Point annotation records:
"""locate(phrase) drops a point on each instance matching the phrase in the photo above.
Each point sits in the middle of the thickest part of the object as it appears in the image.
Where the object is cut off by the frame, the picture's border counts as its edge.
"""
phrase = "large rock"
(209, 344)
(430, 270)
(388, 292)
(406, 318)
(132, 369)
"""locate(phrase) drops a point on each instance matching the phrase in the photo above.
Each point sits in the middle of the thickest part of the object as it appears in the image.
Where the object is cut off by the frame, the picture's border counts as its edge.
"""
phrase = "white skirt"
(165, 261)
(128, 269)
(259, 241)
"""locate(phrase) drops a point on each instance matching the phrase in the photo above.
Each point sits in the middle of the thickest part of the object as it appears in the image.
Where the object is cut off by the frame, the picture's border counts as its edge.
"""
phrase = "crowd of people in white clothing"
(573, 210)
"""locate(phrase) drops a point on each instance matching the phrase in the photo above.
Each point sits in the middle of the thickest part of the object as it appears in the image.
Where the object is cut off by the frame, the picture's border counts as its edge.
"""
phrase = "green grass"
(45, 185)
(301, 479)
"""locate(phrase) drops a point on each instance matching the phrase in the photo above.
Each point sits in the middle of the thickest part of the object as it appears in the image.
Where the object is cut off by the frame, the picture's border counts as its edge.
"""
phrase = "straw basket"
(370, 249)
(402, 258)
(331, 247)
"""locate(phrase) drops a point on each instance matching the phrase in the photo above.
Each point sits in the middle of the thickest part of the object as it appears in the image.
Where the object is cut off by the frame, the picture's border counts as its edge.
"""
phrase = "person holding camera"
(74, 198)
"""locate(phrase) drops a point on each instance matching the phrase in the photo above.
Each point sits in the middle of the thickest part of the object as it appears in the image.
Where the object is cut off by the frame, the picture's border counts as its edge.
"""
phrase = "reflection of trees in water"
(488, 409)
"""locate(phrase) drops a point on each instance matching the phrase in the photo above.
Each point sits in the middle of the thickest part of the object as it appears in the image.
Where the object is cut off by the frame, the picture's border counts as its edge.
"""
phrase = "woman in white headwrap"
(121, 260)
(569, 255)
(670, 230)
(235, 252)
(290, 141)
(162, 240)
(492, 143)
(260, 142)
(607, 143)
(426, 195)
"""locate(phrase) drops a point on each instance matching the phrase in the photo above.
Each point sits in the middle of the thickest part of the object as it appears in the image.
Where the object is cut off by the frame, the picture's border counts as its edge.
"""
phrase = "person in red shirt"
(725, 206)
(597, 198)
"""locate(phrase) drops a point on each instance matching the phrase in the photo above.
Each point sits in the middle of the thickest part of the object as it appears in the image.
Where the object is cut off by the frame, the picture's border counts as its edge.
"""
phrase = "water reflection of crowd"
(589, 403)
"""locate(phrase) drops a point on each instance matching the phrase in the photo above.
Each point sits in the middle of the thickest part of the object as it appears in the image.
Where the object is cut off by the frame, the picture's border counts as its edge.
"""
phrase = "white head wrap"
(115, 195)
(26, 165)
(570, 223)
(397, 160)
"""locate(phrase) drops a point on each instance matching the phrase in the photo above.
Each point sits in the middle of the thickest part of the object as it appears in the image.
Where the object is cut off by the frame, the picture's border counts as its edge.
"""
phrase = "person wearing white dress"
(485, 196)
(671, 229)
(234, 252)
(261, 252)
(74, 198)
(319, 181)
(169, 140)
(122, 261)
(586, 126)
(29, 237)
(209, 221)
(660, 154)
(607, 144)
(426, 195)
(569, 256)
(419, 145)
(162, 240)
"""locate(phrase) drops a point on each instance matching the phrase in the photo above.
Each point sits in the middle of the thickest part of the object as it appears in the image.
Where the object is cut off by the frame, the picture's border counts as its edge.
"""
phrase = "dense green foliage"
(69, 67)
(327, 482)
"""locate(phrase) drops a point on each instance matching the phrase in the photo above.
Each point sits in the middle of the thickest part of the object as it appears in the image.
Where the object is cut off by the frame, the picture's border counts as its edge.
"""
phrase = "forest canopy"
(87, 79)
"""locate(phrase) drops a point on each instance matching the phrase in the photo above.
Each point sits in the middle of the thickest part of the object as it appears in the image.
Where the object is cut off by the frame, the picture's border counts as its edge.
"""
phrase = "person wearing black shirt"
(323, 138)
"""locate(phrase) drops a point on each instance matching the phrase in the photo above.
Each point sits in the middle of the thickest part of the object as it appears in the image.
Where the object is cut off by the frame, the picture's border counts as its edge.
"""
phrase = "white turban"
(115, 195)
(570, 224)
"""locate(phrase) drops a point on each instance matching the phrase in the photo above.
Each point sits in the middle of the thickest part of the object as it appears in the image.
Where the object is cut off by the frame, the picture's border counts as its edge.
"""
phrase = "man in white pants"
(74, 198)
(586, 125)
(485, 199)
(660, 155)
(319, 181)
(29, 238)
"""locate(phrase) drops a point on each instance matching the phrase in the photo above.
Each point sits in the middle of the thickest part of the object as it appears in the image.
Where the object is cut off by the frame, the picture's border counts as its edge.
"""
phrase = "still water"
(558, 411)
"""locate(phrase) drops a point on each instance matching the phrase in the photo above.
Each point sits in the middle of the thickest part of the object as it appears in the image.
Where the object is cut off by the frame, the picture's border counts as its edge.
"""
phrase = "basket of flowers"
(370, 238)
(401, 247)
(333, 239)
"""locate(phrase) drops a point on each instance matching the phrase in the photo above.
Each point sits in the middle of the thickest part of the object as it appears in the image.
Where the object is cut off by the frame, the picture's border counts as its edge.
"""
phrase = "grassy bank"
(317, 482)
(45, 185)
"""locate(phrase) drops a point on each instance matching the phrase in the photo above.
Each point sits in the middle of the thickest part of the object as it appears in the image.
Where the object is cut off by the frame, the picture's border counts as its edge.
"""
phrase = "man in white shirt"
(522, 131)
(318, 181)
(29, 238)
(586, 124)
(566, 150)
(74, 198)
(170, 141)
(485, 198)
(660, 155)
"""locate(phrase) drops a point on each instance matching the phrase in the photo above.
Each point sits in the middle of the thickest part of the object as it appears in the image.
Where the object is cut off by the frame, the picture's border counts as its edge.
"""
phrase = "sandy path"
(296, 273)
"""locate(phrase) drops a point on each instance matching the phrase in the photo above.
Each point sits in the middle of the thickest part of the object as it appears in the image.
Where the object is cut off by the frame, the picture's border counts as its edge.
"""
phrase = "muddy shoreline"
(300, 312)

**EXERCISE INSTRUCTIONS:**
Please list every line in the records above that contains the word "white", copying each one in full.

**IN RESPONSE:**
phrase = "white skirt"
phrase = "crowd of people in white clothing"
phrase = "woman in white headwrap"
phrase = "white head wrap"
phrase = "person wearing white dress"
phrase = "white turban"
phrase = "man in white pants"
phrase = "man in white shirt"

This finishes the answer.